Sin embargo, las redes parecen empujarnos a adoptar una posición nunca neutral. Antes se asumía que Facebook tenía un muro donde uno podía decir lo que pensaba si quería. Hoy tener un perfil de redes sociales parece no permitir esa voluntariedad y, más bien, nos obliga a tomar partido. Pareciera que si uno no dice nada lo hace como un silencio celebratorio de la injusticia y la barbarie. Todavía más. En nuestro presente posmoderno tenemos a marcas de ropa y otras organizaciones privadas condenando un ataque u otro. ¿En verdad necesitábamos que una compañía transnacional que se enriquece con la explotación laboral y la fast fashion condenara un hecho que evidentemente es condenable? A lo mejor tú piensas que sí, pero a mí no deja de sorprenderme la manera en que la sobreabundancia de información y las redes sociales crearon una relación parasocial entre nosotros y las marcas, las empresas y la gente famosa.

En ocasiones, nos convertimos en verdugos del silencio porque nuestros contactos no están publicando que toman partido, que les duele, que es abominablemente injusto todo. Bajo esa máxima de que uno solo existe si publica no cabe la posibilidad de que uno no sepa qué decir y prefiera no decir nada. Porque una ocupación y conflicto que lleva mucho tiempo y se recrudeció de manera calamitosa en estos días es harto difícil de entender, y porque quienes están involucrados no son villanos de Pixar sino humanos complejos, unos inocentes y otros canallas.

Podemos hallarla asidero en la psicología a este comportamiento, de opinar de algo complejo y asumir que quien no opina otorga en un silencio cómplice. Por un lado, está el sesgo cognitivo conocido como Dunning Kruger: quienes menos saben de un tema son, frecuentemente, incapaces de identificar que

saben poco del tema. Eso no solo los motiva a opinar con mucha confianza sino también a juzgar a quienes no se decantan por una opinión sólida en la variedad de temas complejos que el mundo arroje.

Del otro lado, está el síndrome del impostor. Mucha gente, mientras más sabe de un fenómeno en particular, más entiende que es profundamente complejo y menos se siente segura de asegurar algo, de decir que hay una verdad absoluta o una respuesta definitiva. Las redes sociales y lo que vemos todos los días en ellas son un reflejo claro del equilibrio de gritos y silencios en el continuo de quienes no atinan a decir nada porque no comprenden enteramente el mundo patas arriba y quienes no necesitan entender mucho para alzar la voz y mirar por encima del hombro a quienes no se suman al desconcierto colectivo.

Esto no es una defensa de ningún bando ni una invitación a que te pongas a opinar o te mantengas sin decir nada. Si bien le va, este texto es un recordatorio de que procesamos la información y también el amor y el dolor de maneras distintas. Si a ti te viene bien navegar en estos días ingratos compartiendo lo que sabes, lo que te enteras y lo que hace tu cabeza con ello, perfecto. Si prefieres no decir mucho porque hay cosas que difícilmente tienen lenguaje y cosas tan complejas que apenas el tiempo nos ayuda a desmenuzar, exactamente igual de perfecto. Tener internet no nos pone encima una piedra de obligación moral a opinar de todo. Está bien no entender, y también no querer leer más porque uno simplemente no puede con tanta calamidad. Está bien compartir y crear conciencia. Está mejor todavía aceptar y agradecer que somos diferentes, que incluso en la inmediatez y en la intrascendencia efímera que es nuestra vida digital podemos asumir distintos roles sin que uno sea mejor que otro. Vamos en el mismo barco, y no rema con más fuerza quien actualiza más sus noticias y profesa lo que entendió que quien las lee en silencio y trata de encontrarle cuadratura a un mundo desorbitado.

Entradas proporcionadas >>
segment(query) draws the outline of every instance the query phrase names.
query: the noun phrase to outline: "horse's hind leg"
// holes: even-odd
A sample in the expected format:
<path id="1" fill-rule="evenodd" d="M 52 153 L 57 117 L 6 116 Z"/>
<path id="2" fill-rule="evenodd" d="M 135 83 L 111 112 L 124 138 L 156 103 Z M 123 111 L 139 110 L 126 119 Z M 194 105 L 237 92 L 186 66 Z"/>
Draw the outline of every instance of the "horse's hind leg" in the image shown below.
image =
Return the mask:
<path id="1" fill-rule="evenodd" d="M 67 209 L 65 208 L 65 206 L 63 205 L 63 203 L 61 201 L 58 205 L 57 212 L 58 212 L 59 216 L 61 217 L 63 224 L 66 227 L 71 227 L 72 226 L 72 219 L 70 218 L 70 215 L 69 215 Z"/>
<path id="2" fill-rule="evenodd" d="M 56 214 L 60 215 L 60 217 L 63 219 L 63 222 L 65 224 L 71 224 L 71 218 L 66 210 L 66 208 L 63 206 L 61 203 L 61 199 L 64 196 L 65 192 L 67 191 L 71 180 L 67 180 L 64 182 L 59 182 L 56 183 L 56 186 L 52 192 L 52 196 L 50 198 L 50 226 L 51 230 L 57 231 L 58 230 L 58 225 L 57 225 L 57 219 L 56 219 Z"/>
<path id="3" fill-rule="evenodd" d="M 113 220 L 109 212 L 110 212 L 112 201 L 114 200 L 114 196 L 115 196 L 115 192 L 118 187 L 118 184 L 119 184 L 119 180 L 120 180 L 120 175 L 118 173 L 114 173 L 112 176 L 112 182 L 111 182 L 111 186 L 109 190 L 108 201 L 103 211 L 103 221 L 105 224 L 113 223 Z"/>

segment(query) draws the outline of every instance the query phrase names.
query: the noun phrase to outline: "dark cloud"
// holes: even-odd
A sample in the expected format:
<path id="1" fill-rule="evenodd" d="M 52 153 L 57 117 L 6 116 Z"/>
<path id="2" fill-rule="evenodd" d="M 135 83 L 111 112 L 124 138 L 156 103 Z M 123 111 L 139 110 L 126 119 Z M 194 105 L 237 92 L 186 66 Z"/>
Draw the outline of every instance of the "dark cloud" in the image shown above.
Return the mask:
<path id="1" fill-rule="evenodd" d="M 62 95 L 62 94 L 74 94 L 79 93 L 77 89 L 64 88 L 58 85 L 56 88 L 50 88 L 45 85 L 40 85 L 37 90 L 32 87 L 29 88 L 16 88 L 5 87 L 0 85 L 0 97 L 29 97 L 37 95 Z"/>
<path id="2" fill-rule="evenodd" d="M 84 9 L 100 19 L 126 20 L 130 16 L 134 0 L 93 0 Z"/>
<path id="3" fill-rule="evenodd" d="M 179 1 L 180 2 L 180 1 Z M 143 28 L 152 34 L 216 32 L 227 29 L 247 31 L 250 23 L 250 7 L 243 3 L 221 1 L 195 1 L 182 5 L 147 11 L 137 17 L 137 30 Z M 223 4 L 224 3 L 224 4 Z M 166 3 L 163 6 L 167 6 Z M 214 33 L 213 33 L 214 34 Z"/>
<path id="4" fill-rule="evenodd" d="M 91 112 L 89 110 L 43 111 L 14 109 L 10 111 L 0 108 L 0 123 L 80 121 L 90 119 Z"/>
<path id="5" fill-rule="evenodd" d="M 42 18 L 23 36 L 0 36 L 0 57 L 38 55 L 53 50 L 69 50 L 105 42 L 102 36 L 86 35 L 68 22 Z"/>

Consigna >>
Reescribe de forma más breve el párrafo del texto sobre las redes sociales que comienza con «Del otro lado, está el síndrome del impostor». Conserva sus datos principales.

Respuesta >>
En el otro extremo está el síndrome del impostor. Muchas personas, cuanto más saben de un fenómeno, más entienden su complejidad y menos seguras se sienten de afirmar una verdad absoluta o una respuesta definitiva. Las redes sociales reflejan ese equilibrio de gritos y silencios. De un lado están quienes no dicen nada porque no comprenden del todo el mundo. Del otro están quienes alzan la voz sin necesidad de entender mucho y miran por encima del hombro a quienes no se suman al desconcierto colectivo.